The Queue Method: Handling Delay, Heuristics, Prior Data, and Evaluation in Bandits
Abstract
Current algorithms for the standard multi-armed bandit problem have good empirical performance and optimal regret bounds. However, real-world problems often differ from the standard formulation in several ways. First, feedback may be delayed instead of arriving immediately. Second, the real world often contains structure which suggests heuristics, which we wish to incorporate while retaining strong theoretical guarantees. Third, we may wish to make use of an arbitrary prior dataset without negatively impacting performance. Fourth, we may wish to efficiently evaluate algorithms using a previously collected dataset. Surprisingly, these seemingly-disparate problems can be addressed using algorithms inspired by a recently-developed queueing technique. We present the Stochastic Delayed Bandits (SDB) algorithm as a solution to these four problems, which takes black-box bandit algorithms (including heuristic approaches) as input while achieving good theoretical guarantees. We present empirical results from both synthetic simulations and real-world data drawn from an educational game. Our results show that SDB outperforms state-of-the-art approaches to handling delay, heuristics, prior data, and evaluation.

Pointing and labeling entries
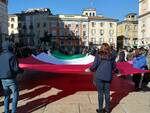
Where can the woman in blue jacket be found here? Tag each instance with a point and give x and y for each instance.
(103, 66)
(139, 61)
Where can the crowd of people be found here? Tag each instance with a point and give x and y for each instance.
(103, 65)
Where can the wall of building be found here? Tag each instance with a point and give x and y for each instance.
(3, 19)
(144, 23)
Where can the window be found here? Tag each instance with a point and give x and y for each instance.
(93, 24)
(101, 40)
(12, 25)
(93, 31)
(12, 19)
(77, 25)
(93, 14)
(84, 33)
(84, 26)
(90, 14)
(38, 25)
(44, 24)
(110, 40)
(77, 33)
(62, 42)
(111, 32)
(69, 25)
(111, 24)
(101, 24)
(101, 32)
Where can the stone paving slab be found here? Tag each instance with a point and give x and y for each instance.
(62, 108)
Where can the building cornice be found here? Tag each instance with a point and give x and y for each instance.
(4, 1)
(144, 14)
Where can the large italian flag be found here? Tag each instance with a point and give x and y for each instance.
(60, 63)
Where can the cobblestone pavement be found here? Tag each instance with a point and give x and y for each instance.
(53, 93)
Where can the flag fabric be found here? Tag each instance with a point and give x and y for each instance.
(50, 63)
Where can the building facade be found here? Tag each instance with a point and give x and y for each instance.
(69, 32)
(13, 30)
(127, 31)
(29, 26)
(88, 29)
(144, 23)
(102, 30)
(3, 19)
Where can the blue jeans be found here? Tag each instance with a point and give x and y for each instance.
(103, 88)
(10, 86)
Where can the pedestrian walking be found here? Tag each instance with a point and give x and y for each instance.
(9, 68)
(103, 66)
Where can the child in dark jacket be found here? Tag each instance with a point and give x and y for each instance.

• **What you have to do**: In the bandit algorithms abstract, what does the acronym SDB stand for?

• **Right answer**: Stochastic Delayed Bandits